• [Work required]:
Please reproduce the rows below verbatim, from the line containing "Where can the elderflower cluster" through the end of the rows, and output nothing else.
[BEGIN Dataset rows]
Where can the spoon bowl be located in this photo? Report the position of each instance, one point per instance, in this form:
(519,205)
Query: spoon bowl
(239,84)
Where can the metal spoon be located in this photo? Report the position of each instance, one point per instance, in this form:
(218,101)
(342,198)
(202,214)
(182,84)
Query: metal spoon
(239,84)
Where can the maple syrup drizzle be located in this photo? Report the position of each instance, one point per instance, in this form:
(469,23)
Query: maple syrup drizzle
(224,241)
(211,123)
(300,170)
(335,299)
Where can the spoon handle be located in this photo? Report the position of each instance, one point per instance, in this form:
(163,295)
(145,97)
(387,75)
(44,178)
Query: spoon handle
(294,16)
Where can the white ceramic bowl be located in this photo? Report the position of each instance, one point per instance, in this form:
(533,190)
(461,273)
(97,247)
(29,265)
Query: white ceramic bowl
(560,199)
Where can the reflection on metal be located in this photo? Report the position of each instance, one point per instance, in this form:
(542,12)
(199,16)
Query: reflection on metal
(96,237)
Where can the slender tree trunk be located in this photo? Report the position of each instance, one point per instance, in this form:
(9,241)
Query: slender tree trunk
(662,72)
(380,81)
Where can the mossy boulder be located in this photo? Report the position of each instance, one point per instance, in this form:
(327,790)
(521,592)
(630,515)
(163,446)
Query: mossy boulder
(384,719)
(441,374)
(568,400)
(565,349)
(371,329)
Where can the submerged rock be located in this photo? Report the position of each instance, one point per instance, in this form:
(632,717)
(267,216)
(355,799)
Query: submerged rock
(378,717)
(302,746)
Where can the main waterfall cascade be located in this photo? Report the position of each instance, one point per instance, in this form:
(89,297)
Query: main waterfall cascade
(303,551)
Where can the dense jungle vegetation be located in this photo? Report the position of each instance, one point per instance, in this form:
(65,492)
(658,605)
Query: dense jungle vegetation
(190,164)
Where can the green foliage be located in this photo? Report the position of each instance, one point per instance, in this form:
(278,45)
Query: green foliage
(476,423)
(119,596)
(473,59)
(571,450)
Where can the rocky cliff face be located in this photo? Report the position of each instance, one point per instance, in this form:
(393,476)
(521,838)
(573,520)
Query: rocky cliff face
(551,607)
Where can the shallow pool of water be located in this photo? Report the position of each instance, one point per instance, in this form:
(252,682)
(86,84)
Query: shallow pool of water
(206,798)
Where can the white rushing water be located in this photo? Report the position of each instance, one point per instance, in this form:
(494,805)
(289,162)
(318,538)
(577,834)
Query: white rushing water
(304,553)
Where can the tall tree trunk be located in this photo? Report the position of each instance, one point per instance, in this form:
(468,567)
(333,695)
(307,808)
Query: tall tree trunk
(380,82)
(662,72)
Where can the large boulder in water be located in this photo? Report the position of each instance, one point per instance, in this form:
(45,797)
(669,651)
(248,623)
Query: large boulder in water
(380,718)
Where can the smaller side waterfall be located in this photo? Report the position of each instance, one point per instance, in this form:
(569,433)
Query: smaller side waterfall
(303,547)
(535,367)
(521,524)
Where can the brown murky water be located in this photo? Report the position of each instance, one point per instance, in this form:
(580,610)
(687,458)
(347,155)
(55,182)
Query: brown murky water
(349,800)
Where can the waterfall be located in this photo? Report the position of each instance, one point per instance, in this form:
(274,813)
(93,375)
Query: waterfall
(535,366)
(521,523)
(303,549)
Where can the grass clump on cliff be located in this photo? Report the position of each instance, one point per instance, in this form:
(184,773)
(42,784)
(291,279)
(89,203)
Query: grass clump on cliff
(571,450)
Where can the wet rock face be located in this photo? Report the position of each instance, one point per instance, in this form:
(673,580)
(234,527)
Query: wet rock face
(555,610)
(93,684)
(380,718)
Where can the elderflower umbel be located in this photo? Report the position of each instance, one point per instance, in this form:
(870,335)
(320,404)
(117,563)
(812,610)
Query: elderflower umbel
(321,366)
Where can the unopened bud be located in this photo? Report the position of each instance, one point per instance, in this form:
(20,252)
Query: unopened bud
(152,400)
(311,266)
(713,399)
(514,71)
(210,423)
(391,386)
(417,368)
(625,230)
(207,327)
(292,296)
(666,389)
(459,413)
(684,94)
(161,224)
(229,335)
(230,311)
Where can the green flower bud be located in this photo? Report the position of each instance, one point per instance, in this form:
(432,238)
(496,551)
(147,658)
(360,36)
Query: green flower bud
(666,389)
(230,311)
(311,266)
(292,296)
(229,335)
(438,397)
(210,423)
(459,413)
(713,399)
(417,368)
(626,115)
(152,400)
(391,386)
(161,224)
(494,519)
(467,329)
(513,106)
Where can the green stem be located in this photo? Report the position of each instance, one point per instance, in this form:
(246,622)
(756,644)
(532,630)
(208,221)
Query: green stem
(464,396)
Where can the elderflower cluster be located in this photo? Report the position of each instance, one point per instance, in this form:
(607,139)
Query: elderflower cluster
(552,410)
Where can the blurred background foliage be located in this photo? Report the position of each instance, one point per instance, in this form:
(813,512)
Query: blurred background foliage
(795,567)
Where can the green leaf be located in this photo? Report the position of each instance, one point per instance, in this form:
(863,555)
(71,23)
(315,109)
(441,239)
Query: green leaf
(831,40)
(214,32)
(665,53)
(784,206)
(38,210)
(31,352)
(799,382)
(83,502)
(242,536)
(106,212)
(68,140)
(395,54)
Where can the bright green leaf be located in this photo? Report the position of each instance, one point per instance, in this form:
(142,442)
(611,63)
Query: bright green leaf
[END Dataset rows]
• [Right answer]:
Where can the elderflower cluster be located in this photo? Report the position of each instance, one point per instance, in this form:
(607,139)
Query: elderflower cluster
(552,410)
Where can the blurred background foliage be located in this photo? Report the position of each instance, one point per instance, in this form:
(813,512)
Query: blurred background foliage
(795,567)
Where can the green leaf be located in this photo? Report the position of each instance, one point per instance, in this form:
(863,555)
(71,23)
(315,109)
(441,239)
Query: green leaf
(831,40)
(214,32)
(665,53)
(784,206)
(38,210)
(31,352)
(799,382)
(83,502)
(242,536)
(106,212)
(68,140)
(395,54)
Where can the bright green leaf be located in this photo? Report the position of each instance, one point per instance, in this form:
(142,442)
(611,63)
Query: bright green leaf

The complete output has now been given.